Outline entries for images:
#####
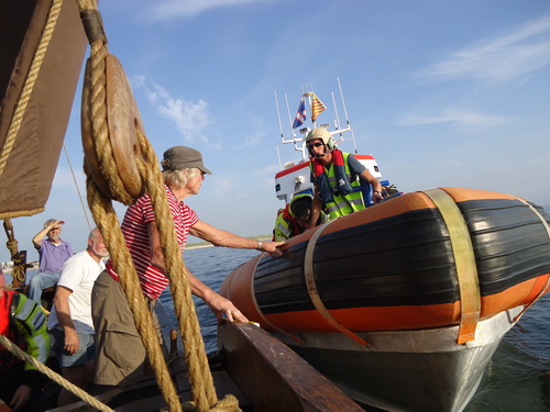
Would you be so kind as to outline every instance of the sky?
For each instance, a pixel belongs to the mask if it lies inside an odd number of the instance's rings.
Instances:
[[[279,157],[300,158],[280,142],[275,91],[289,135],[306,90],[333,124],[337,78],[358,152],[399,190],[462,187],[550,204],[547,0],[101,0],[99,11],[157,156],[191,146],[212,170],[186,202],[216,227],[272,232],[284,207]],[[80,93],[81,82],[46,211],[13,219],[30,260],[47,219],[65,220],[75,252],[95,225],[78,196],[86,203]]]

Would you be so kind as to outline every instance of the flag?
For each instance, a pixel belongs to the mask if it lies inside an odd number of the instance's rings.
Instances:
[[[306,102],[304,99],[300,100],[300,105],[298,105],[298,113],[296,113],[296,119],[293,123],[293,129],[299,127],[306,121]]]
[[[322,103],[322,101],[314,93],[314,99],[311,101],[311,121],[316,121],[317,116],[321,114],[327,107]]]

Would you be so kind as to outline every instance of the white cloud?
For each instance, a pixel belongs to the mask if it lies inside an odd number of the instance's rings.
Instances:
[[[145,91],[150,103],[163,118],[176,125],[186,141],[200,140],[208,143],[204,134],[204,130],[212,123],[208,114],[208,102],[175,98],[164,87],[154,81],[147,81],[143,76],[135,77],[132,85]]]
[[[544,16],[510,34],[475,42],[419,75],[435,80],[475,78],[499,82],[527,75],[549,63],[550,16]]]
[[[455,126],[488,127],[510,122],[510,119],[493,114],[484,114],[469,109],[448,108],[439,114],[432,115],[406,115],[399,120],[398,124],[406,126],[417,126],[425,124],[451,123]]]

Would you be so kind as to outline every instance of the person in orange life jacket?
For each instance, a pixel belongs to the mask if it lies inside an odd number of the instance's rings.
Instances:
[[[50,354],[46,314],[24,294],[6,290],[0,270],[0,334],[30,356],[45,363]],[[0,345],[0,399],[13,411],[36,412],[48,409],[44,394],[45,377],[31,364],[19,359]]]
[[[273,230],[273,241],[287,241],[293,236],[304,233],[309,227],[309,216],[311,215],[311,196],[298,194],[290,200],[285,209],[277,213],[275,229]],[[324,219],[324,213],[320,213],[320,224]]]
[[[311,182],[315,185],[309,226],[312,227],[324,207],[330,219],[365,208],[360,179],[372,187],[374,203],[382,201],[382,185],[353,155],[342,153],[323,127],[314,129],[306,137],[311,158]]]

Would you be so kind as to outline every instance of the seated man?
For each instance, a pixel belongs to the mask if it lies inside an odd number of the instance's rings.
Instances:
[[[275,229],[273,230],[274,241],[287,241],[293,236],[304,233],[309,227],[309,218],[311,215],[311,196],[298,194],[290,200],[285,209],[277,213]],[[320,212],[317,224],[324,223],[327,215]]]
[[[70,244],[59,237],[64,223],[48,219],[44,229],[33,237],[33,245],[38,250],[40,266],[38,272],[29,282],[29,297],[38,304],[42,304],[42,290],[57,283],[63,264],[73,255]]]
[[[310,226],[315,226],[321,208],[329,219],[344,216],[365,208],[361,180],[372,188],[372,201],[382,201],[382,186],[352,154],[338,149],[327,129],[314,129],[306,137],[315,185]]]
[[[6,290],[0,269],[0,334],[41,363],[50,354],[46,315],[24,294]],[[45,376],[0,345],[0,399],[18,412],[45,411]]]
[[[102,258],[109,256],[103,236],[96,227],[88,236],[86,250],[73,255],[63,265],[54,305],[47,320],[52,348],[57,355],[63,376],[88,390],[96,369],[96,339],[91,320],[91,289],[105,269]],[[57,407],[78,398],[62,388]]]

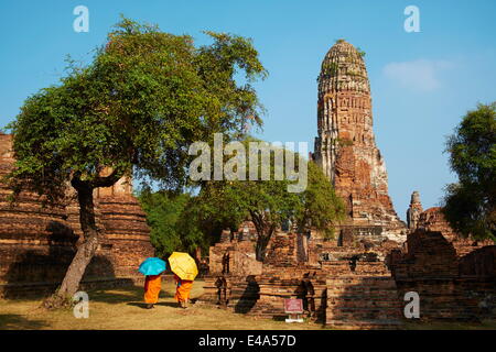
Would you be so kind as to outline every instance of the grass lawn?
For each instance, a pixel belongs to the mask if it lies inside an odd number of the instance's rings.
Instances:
#####
Arrange the records above as a numbered list, skipping blank lines. Leave out the pictures.

■ Answer to this problem:
1. Would you be so kind as to outline every instance of the sky?
2. For each instance, a pixel belongs to the mask if it lies inside an odd number of the instance's rings.
3. Instances:
4. [[[279,157],[300,158],[280,142],[275,91],[289,135],[306,90],[333,124],[337,78],[358,152],[399,190],[462,187],[550,204],[547,0],[101,0],[99,11],[157,156],[191,146],[212,170],[186,202],[216,227],[272,232],[284,207]],[[80,93],[81,82],[46,211],[13,219],[30,260],[47,219],[65,220],[75,252],[95,225],[78,196],[86,203]]]
5. Would you be so kind as to outline every instance of the flag?
6. For each instance, a pixel belongs to the mask if it lies inside an odd number of the instance's rings.
7. Instances:
8. [[[306,102],[304,99],[300,100],[300,105],[298,105],[298,113],[296,113],[296,119],[293,123],[293,129],[299,127],[306,121]]]
9. [[[322,103],[322,101],[314,93],[314,99],[311,101],[311,121],[316,121],[317,116],[321,114],[327,107]]]
10. Would you be so kind as to outline every instance of the white cloud?
11. For each instance, a pixel belongs to the mask if it lies inside an odd number of the instance's rings.
12. Instances:
13. [[[145,91],[150,103],[163,118],[176,125],[186,141],[200,140],[208,143],[204,134],[204,130],[212,123],[208,114],[208,102],[175,98],[164,87],[154,81],[147,81],[143,76],[135,77],[132,85]]]
14. [[[544,16],[510,34],[475,42],[419,75],[435,80],[475,78],[499,82],[527,75],[549,63],[550,16]]]
15. [[[455,126],[488,127],[510,122],[510,119],[493,114],[484,114],[469,109],[448,108],[439,114],[432,115],[406,115],[399,120],[398,124],[406,126],[417,126],[425,124],[451,123]]]
16. Would you be so kind as to outline every instance of the person in orange life jacket?
17. For each instance, a pixel belongs to the mask if it lies inside an odd number of the instance's rings.
18. Instances:
19. [[[50,354],[46,314],[24,294],[6,290],[0,270],[0,334],[30,356],[45,363]],[[0,345],[0,399],[13,411],[36,412],[48,409],[44,394],[45,377],[31,364],[19,359]]]
20. [[[273,230],[273,241],[287,241],[293,236],[304,233],[309,227],[309,216],[311,215],[311,196],[298,194],[290,200],[285,209],[277,213],[275,229]],[[324,219],[324,213],[320,213],[320,224]]]
21. [[[311,182],[315,185],[309,226],[312,227],[324,207],[330,219],[365,208],[360,179],[372,187],[374,203],[382,201],[382,185],[353,155],[342,153],[323,127],[314,129],[306,137],[311,158]]]
22. Would you be so kind as to outline every instance of the seated man?
23. For each instance, a pixel belongs to the mask if it lies inside an odd number of the instance's rings.
24. Instances:
25. [[[275,229],[273,230],[274,241],[287,241],[293,236],[304,233],[309,227],[309,218],[311,215],[311,196],[298,194],[290,200],[285,209],[277,213]],[[320,212],[317,224],[324,223],[327,215]]]
26. [[[70,244],[59,237],[64,223],[48,219],[44,229],[33,237],[33,245],[38,250],[40,266],[38,272],[29,282],[29,297],[38,304],[42,304],[42,290],[57,283],[63,264],[73,255]]]
27. [[[310,226],[315,226],[321,208],[329,219],[344,216],[365,208],[361,180],[372,188],[372,201],[382,201],[382,186],[352,154],[338,149],[327,129],[314,129],[306,137],[315,185]]]
28. [[[6,290],[0,269],[0,334],[41,363],[50,354],[46,315],[24,294]],[[45,376],[0,345],[0,399],[18,412],[45,411]]]
29. [[[102,258],[109,256],[103,236],[96,227],[88,236],[86,250],[73,255],[63,265],[54,305],[47,320],[52,348],[57,355],[63,376],[88,390],[96,369],[96,339],[91,320],[91,289],[105,269]],[[57,407],[78,398],[62,388]]]
30. Would you be so kind as to outline every instance of the grass lawn?
31. For each instance, a pixel belongs to the mask if it lies inside an odd number of the instance's rings.
32. Instances:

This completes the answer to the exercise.